VİYANA & BUDAPEŞTE

VİYANA
Geçen sene aldığımız ancak farklı nedenlerle açık bilete çevirmek zorunda kaldığımız Viyana biletimizi; vakti dolmadan kullanmak durumunda kaldığımız için 3 ayın içerisinde ikinci Viyana seyahatimi gerçekleştirdim. Bir kez daha büyülendim çünkü Viyana, Kasım’da ayrı bir güzel. Şehir sonbaharın renkleriyle boyanmış, Noel pazarları kurulmaya başlanmış. Her yer ışıl ışıl parlıyor, stantlardan yükselen mis gibi tarçın kokusu insanı kendinden geçiriyor.


Gezmek için bir tam gün ayırdığımız Viyana’da bakın nereleri gördük, neler yaptık:

STEPHANSPLATZ

Haas and Haas Cafe
Güne, Stephansplatz’da yer alan Haas and Haas’ta harika bir kahvaltı ile başladık. Burası, İngiliz tarzında bir çay evi. Bence, Viyana’da kahvaltı yapılabilecek en iyi yerler arasında... Kahvaltıda; bizim damak tadımıza da uygun çok farklı seçenekleri deneyebilirsiniz. 

Haas & Haas 
Ayrıca, çayları çok şık porselen demliklerle servis ediyorlar. Çayın, standart demlenme süresi 3 dakika, ancak farklı bir tercihiniz olduğunda belirtirseniz, sizin tercihinize uygun demleme yöntemi de kullanılabiliyor. Fiyatlar, kaliteye göre oldukça makul. Cafe’nin hemen yanında çay, porselen, çikolata ve şekerleme gibi farklı ürünlerin satıldığı bir mağaza yer alıyor.


Aziz Stephans Katedrali (Stephansdom)
Meydana hakim konumda yer alan bu katedralin harika bir Viyana manzarası sunan iki kulesi var; kuzey kule (asansörlü) ücreti 5,5 Euro; güney kule (yürüyerek) 4,5 Euro. Katedrale giriş ise ücretsiz.

Stephansdom
Figmühler
Viyana’nın alamet-i farikalarından bir tanesi de şnitzelleri.  İmparator Franz Joseph’ın en sevdiği yemeklerden biri olan şnitzel eski dönemlerde, altın tozu kullanılarak pişirilirmiş. Zamanla altın tozunun yerine galeta unu ve yumurta almış. 
Figlmühler, şehirde en iyi şnitzeli yiyebileceğiniz mekanlardan biri. Yalnız rezervasyon yaptırmayı unutmayın.


Demel Pastanesi
Burası, dışarıda gezerken üşüdüğünüzde sıcak bir kahve molası verebileceğiniz güzel bir mekan. İmparatorluk pastanesi olarak da bilinen Demel Pastanesi’ne gitmek için Stephansplatz metro istasyonu Graben Caddesi çıkışından çıkın; yolun sonunda Kohlmarkt caddesinden sola (Hofburg Sarayı yönü) dönün; pastane 14 numarada karşınıza çıkacak.

=== Alıştırma A ===
Viyana gezi yazısına göre aşağıdaki soruları yanıtlayın.
(i) Aziz Stephans Katedrali'nin asansörlü kuzey kulesine çıkış ücreti kaç Euro'dur?
(ii) Haas and Haas'ta çayın standart demlenme süresi ne kadardır?
(iii) Demel Pastanesi Kohlmarkt caddesinde kaç numaradadır?
=== Alıştırma B ===
Viyana gezi yazısında Haas and Haas Cafe'nin hemen yanındaki mağazada satıldığı belirtilen ürünlerin hepsini listeleyin.
=== Alıştırma C ===
Viyana gezi yazısını son cümlesinden sonra sürdürün.

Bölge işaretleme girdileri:

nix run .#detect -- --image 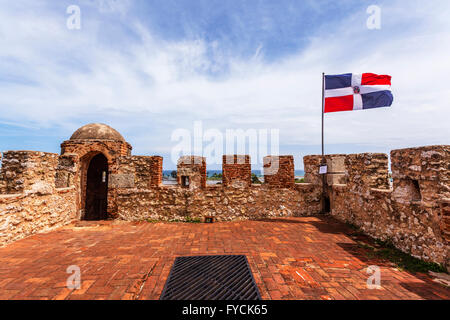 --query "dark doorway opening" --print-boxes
[84,153,108,220]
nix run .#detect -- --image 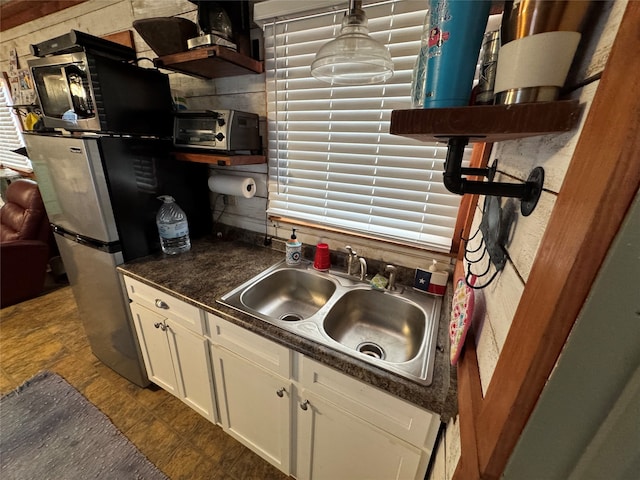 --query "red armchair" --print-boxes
[0,179,55,308]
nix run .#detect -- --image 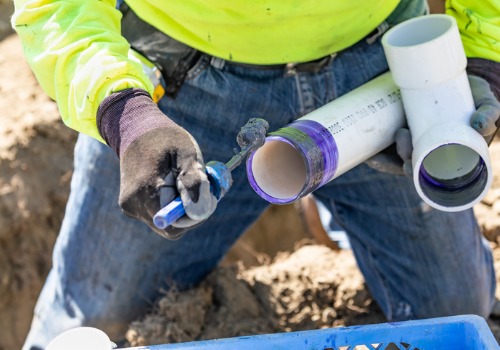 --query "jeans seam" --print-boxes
[367,249,394,321]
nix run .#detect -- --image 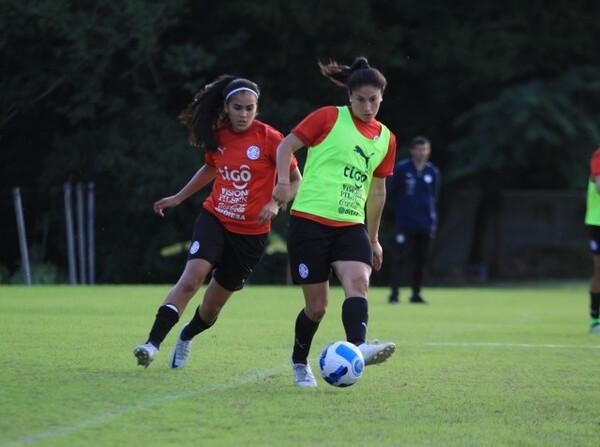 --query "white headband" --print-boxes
[225,87,258,101]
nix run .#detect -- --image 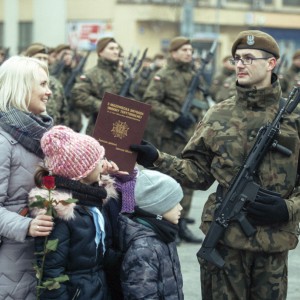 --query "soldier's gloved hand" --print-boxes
[130,140,158,168]
[247,191,289,225]
[175,114,195,129]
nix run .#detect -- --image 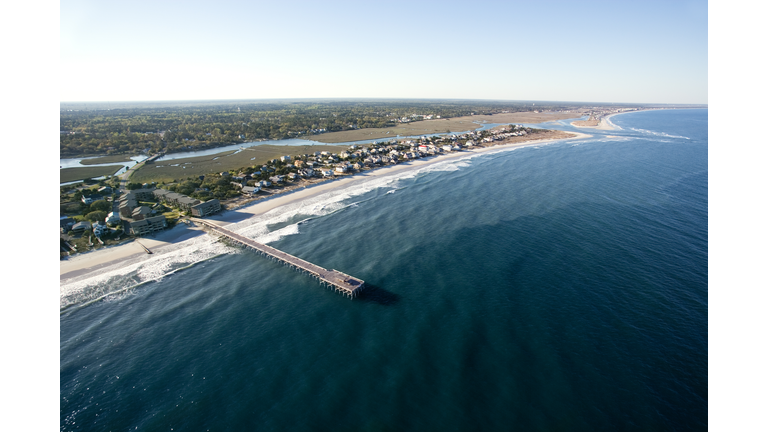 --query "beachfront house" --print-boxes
[72,221,91,234]
[189,199,221,217]
[80,194,102,204]
[123,215,167,236]
[93,221,109,237]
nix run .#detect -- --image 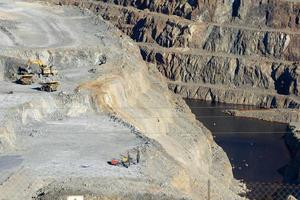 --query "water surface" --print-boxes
[186,100,290,182]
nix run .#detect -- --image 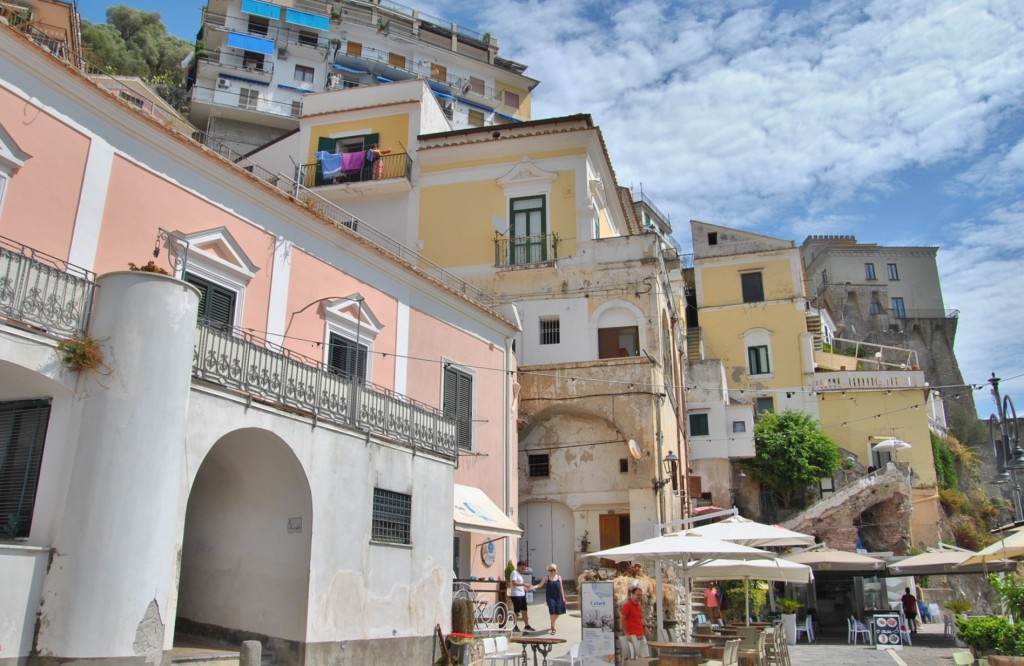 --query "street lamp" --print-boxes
[988,372,1024,524]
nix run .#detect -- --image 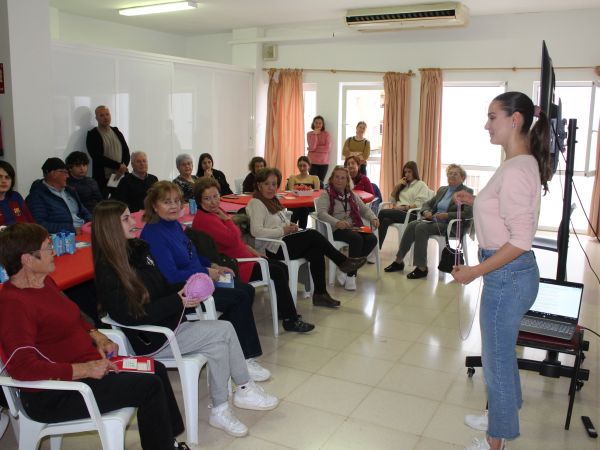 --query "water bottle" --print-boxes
[188,198,198,216]
[64,233,75,255]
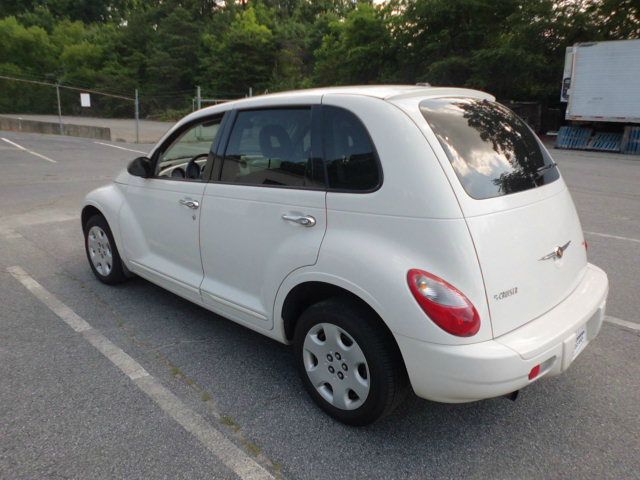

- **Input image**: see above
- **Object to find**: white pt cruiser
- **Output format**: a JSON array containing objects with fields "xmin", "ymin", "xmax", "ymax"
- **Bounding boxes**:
[{"xmin": 82, "ymin": 86, "xmax": 608, "ymax": 425}]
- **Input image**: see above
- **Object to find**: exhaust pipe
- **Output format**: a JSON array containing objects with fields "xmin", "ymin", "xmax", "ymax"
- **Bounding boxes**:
[{"xmin": 504, "ymin": 390, "xmax": 520, "ymax": 402}]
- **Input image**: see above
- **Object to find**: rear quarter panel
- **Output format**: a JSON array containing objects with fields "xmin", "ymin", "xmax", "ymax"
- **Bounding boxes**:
[{"xmin": 276, "ymin": 94, "xmax": 492, "ymax": 345}]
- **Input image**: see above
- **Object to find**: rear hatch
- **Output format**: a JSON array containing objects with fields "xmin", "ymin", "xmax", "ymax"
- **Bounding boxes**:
[{"xmin": 420, "ymin": 97, "xmax": 587, "ymax": 337}]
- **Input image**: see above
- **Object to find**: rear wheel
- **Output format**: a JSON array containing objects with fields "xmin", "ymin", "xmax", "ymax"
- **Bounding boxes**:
[
  {"xmin": 84, "ymin": 215, "xmax": 127, "ymax": 285},
  {"xmin": 294, "ymin": 298, "xmax": 408, "ymax": 425}
]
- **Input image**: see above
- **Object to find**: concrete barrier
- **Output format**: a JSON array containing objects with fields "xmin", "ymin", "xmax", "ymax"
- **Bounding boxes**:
[{"xmin": 0, "ymin": 116, "xmax": 111, "ymax": 140}]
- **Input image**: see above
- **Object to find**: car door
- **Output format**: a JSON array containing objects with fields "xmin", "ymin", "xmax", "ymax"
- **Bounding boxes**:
[
  {"xmin": 200, "ymin": 105, "xmax": 326, "ymax": 329},
  {"xmin": 120, "ymin": 116, "xmax": 222, "ymax": 302}
]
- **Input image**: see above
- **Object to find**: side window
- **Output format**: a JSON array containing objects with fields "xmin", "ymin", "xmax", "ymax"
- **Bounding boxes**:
[
  {"xmin": 322, "ymin": 106, "xmax": 380, "ymax": 191},
  {"xmin": 221, "ymin": 108, "xmax": 324, "ymax": 187},
  {"xmin": 156, "ymin": 118, "xmax": 222, "ymax": 181}
]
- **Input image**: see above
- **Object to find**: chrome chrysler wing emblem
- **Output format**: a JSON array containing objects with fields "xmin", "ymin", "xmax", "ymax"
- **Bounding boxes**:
[{"xmin": 540, "ymin": 240, "xmax": 571, "ymax": 260}]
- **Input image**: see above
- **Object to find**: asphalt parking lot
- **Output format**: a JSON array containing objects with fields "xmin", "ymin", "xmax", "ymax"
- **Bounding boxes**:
[{"xmin": 0, "ymin": 132, "xmax": 640, "ymax": 479}]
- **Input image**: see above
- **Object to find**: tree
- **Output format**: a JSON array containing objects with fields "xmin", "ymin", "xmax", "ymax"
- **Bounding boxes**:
[
  {"xmin": 315, "ymin": 3, "xmax": 393, "ymax": 85},
  {"xmin": 201, "ymin": 7, "xmax": 276, "ymax": 97}
]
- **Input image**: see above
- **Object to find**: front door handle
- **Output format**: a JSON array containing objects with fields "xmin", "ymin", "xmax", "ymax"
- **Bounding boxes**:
[
  {"xmin": 178, "ymin": 198, "xmax": 200, "ymax": 210},
  {"xmin": 282, "ymin": 214, "xmax": 316, "ymax": 227}
]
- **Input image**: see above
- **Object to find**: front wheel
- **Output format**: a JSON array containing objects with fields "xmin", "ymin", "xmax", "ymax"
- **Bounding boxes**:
[
  {"xmin": 84, "ymin": 215, "xmax": 127, "ymax": 285},
  {"xmin": 294, "ymin": 298, "xmax": 408, "ymax": 425}
]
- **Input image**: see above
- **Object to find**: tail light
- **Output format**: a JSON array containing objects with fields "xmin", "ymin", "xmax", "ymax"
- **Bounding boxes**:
[{"xmin": 407, "ymin": 269, "xmax": 480, "ymax": 337}]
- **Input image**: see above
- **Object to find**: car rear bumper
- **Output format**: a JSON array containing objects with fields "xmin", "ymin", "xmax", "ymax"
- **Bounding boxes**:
[{"xmin": 396, "ymin": 264, "xmax": 609, "ymax": 403}]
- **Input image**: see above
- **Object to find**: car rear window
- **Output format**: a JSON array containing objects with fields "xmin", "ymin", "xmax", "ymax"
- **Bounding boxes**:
[{"xmin": 420, "ymin": 98, "xmax": 560, "ymax": 199}]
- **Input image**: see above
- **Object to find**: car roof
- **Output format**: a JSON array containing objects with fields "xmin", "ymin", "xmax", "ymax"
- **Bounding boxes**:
[
  {"xmin": 166, "ymin": 85, "xmax": 495, "ymax": 143},
  {"xmin": 188, "ymin": 85, "xmax": 494, "ymax": 120}
]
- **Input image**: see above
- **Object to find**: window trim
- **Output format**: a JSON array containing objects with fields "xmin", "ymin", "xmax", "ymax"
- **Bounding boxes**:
[
  {"xmin": 209, "ymin": 103, "xmax": 327, "ymax": 192},
  {"xmin": 319, "ymin": 105, "xmax": 384, "ymax": 195},
  {"xmin": 149, "ymin": 111, "xmax": 229, "ymax": 183}
]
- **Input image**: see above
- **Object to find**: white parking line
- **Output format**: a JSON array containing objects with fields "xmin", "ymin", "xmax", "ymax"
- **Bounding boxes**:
[
  {"xmin": 93, "ymin": 142, "xmax": 149, "ymax": 155},
  {"xmin": 2, "ymin": 137, "xmax": 58, "ymax": 163},
  {"xmin": 584, "ymin": 230, "xmax": 640, "ymax": 243},
  {"xmin": 7, "ymin": 266, "xmax": 274, "ymax": 480},
  {"xmin": 604, "ymin": 315, "xmax": 640, "ymax": 332}
]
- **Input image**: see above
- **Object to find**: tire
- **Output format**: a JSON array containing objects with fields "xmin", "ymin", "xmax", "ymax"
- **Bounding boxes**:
[
  {"xmin": 84, "ymin": 215, "xmax": 127, "ymax": 285},
  {"xmin": 294, "ymin": 297, "xmax": 409, "ymax": 426}
]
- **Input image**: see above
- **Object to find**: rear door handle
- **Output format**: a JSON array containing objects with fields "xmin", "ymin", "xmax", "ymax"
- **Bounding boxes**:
[
  {"xmin": 178, "ymin": 198, "xmax": 200, "ymax": 210},
  {"xmin": 282, "ymin": 214, "xmax": 316, "ymax": 227}
]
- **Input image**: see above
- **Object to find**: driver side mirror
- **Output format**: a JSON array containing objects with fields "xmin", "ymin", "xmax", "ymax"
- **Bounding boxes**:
[{"xmin": 127, "ymin": 157, "xmax": 153, "ymax": 178}]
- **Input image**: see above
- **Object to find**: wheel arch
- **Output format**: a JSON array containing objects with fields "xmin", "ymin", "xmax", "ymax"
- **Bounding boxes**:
[
  {"xmin": 279, "ymin": 279, "xmax": 404, "ymax": 367},
  {"xmin": 80, "ymin": 205, "xmax": 106, "ymax": 231}
]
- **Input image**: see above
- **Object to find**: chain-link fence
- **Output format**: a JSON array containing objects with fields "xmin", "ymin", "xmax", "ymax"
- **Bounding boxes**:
[{"xmin": 0, "ymin": 74, "xmax": 246, "ymax": 143}]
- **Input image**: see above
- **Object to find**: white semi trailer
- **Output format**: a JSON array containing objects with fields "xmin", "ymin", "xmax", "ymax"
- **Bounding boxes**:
[{"xmin": 560, "ymin": 39, "xmax": 640, "ymax": 124}]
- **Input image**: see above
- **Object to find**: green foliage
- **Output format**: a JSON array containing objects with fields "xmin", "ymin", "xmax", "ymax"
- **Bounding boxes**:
[
  {"xmin": 0, "ymin": 0, "xmax": 640, "ymax": 116},
  {"xmin": 203, "ymin": 7, "xmax": 276, "ymax": 97}
]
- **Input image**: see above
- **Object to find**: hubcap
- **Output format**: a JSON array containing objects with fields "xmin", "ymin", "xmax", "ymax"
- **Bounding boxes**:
[
  {"xmin": 302, "ymin": 323, "xmax": 370, "ymax": 410},
  {"xmin": 87, "ymin": 225, "xmax": 113, "ymax": 277}
]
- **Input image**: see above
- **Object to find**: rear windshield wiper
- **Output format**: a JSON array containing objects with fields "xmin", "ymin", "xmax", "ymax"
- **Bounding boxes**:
[{"xmin": 536, "ymin": 162, "xmax": 558, "ymax": 173}]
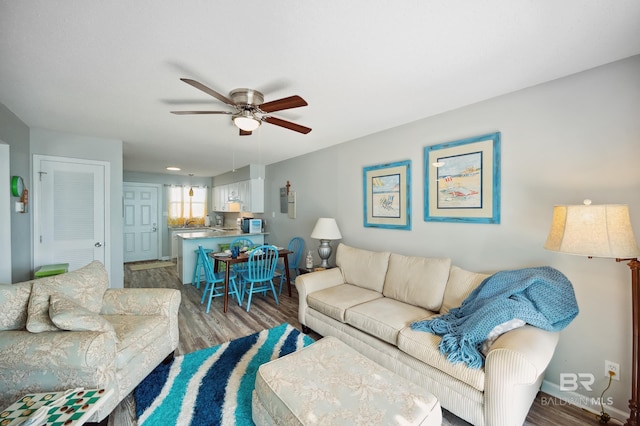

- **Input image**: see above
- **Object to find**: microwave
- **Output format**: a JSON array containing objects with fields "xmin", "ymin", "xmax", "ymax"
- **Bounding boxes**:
[{"xmin": 242, "ymin": 218, "xmax": 262, "ymax": 234}]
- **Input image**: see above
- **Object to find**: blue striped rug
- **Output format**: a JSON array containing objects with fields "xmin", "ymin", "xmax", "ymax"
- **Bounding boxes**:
[{"xmin": 134, "ymin": 323, "xmax": 313, "ymax": 426}]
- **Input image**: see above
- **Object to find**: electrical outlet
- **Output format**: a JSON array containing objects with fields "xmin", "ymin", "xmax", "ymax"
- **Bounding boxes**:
[{"xmin": 604, "ymin": 360, "xmax": 620, "ymax": 380}]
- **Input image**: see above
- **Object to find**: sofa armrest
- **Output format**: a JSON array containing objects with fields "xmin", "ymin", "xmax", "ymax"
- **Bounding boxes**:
[
  {"xmin": 0, "ymin": 330, "xmax": 116, "ymax": 407},
  {"xmin": 0, "ymin": 331, "xmax": 116, "ymax": 370},
  {"xmin": 100, "ymin": 288, "xmax": 181, "ymax": 317},
  {"xmin": 485, "ymin": 325, "xmax": 560, "ymax": 425},
  {"xmin": 296, "ymin": 268, "xmax": 345, "ymax": 325}
]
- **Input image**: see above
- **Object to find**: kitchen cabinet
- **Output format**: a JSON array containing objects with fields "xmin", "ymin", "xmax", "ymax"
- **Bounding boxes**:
[{"xmin": 212, "ymin": 179, "xmax": 264, "ymax": 213}]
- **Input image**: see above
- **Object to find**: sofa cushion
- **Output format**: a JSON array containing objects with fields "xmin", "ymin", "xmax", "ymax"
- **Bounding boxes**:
[
  {"xmin": 27, "ymin": 260, "xmax": 109, "ymax": 333},
  {"xmin": 0, "ymin": 281, "xmax": 33, "ymax": 331},
  {"xmin": 336, "ymin": 243, "xmax": 391, "ymax": 293},
  {"xmin": 103, "ymin": 315, "xmax": 169, "ymax": 370},
  {"xmin": 307, "ymin": 284, "xmax": 382, "ymax": 322},
  {"xmin": 398, "ymin": 327, "xmax": 484, "ymax": 392},
  {"xmin": 345, "ymin": 297, "xmax": 435, "ymax": 345},
  {"xmin": 440, "ymin": 265, "xmax": 490, "ymax": 314},
  {"xmin": 49, "ymin": 294, "xmax": 115, "ymax": 336},
  {"xmin": 382, "ymin": 253, "xmax": 451, "ymax": 312}
]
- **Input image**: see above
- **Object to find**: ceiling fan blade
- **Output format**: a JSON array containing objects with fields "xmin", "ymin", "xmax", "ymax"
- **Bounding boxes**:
[
  {"xmin": 262, "ymin": 117, "xmax": 311, "ymax": 135},
  {"xmin": 258, "ymin": 95, "xmax": 309, "ymax": 112},
  {"xmin": 180, "ymin": 78, "xmax": 236, "ymax": 107},
  {"xmin": 171, "ymin": 111, "xmax": 233, "ymax": 115}
]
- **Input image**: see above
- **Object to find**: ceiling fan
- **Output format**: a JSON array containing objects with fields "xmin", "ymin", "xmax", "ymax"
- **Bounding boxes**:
[{"xmin": 171, "ymin": 78, "xmax": 311, "ymax": 136}]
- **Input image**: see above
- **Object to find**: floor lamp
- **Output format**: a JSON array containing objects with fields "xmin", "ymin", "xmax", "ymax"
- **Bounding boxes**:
[{"xmin": 544, "ymin": 200, "xmax": 640, "ymax": 426}]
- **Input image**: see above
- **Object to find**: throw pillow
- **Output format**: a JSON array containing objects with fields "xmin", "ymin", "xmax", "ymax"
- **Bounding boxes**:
[
  {"xmin": 480, "ymin": 318, "xmax": 526, "ymax": 357},
  {"xmin": 382, "ymin": 253, "xmax": 451, "ymax": 312},
  {"xmin": 0, "ymin": 281, "xmax": 33, "ymax": 331},
  {"xmin": 336, "ymin": 243, "xmax": 391, "ymax": 293},
  {"xmin": 49, "ymin": 294, "xmax": 115, "ymax": 335},
  {"xmin": 440, "ymin": 265, "xmax": 489, "ymax": 314},
  {"xmin": 27, "ymin": 260, "xmax": 109, "ymax": 333}
]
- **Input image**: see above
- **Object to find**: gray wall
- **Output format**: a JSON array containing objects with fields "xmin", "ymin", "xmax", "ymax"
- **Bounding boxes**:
[
  {"xmin": 0, "ymin": 104, "xmax": 32, "ymax": 282},
  {"xmin": 30, "ymin": 128, "xmax": 124, "ymax": 288},
  {"xmin": 265, "ymin": 56, "xmax": 640, "ymax": 419}
]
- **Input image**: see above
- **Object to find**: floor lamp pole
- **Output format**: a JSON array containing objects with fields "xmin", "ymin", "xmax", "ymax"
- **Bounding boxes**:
[{"xmin": 620, "ymin": 259, "xmax": 640, "ymax": 426}]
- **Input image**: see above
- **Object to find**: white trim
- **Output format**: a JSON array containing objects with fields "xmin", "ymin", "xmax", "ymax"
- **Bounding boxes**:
[{"xmin": 540, "ymin": 380, "xmax": 629, "ymax": 422}]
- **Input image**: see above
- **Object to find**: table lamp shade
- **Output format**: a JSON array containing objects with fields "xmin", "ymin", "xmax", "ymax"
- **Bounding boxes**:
[
  {"xmin": 544, "ymin": 204, "xmax": 640, "ymax": 259},
  {"xmin": 311, "ymin": 217, "xmax": 342, "ymax": 240}
]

=== Alıştırma Çıktısı A ===
(i) 5,5 Euro
(ii) 3 dakika
(iii) 14 numara

=== Alıştırma Çıktısı B ===
çay, porselen, çikolata, şekerleme

=== Alıştırma Çıktısı C ===
Demel Pastanesi
Pastanede ayrıca, camekanla ayrılmış bir bölüm var. Camekanın ardından; envai çeşit pastanın yapılışını an be an izleyebilir; fotoğraflarını çekebilirsiniz.

Demel Pastanesi

Stephansplatz’a Ulaşım: Metro U1 ve U3 Stephansplatz istasyonu.

HOFSBURG SARAYI
Kent merkezinde oldukça geniş bir yerleşkeye yayılan Hofsburg Sarayı Viyana’nın eski imparatorluk sarayı. Ortaçağdan kalma bu yapı her imparatorun eklediği bölümlerle zaman içinde aşama aşama genişlemiş.

Hofsburg Sarayı
İmparatorluk daireleri, İsviçre kapısı, gümüş koleksiyonu, din dışı ve kutsal hazineler, imparatorluk şapeli, ulusal kütüphane, kahramanlar meydanı ve müzelerden oluşan Hofburg Sarayı’nda; İmparatoriçe Elisabeth’e (Sisi) ait orijinal eşyaların sergilendiği Sisi Müzesi’ni; Sisi ve İmparator Franz Joseph’ın kullandığı 19 adet imparatorluk dairesini; zarif masa süsleri, porselen takımlar, gümüş sofra takımlarının sergilendiği sarayın gümüş koleksiyonunu görme imkanınız var.

Ulaşım: Metro U3 Herrengasse istasyonu.

SCHÖNBRUNN SARAYI
Hofburgluların eski yazlık malikanesi olan Schönbrunn Sarayı II. Maximilian’ın 1569 yılında bağışladığı araziye inşa edilmiş. O zamanlar kent dışında ağaçlık bir bölge olan arazi 1683 Osmanlı kuşatması sırasında yok olunca saray 1695 yılında mimar Erlach’ın tasarımlarına göre inşa edilmiş. İmparatoriçe Maria Theresa iç mekanın büyük bir bölümünün rokoko tarzında inşa edilmesini istemiş ve saray bugünkü rengi “Schönbrunn sarı”sına boyanmış.

Schönbrunn Sarayı
Büyük salon, ayna odası, milyonluk oda, Napoleon’un odası, Mavi çin salonu, imparatoriçe Sisi’nin odası, porselen odası gibi çok sayıda odadan oluşan sarayı alternatif tur rotaları ile gezmeniz mümkün.

Sisi’nin yatak odası, Mozzart’ın 6 yaşında ilk konserini verdiği oda, muhteşem kristal ayna ve avizeleri ve altın rengi alçı bezekleriyle balo salonu, Hint-Pers minyatürleri ve gül ağacı kaplamaları ile bir servete mal olduğu söylenen milyonluk oda gördüğünüzde sizi de etkisi altında bırakacak.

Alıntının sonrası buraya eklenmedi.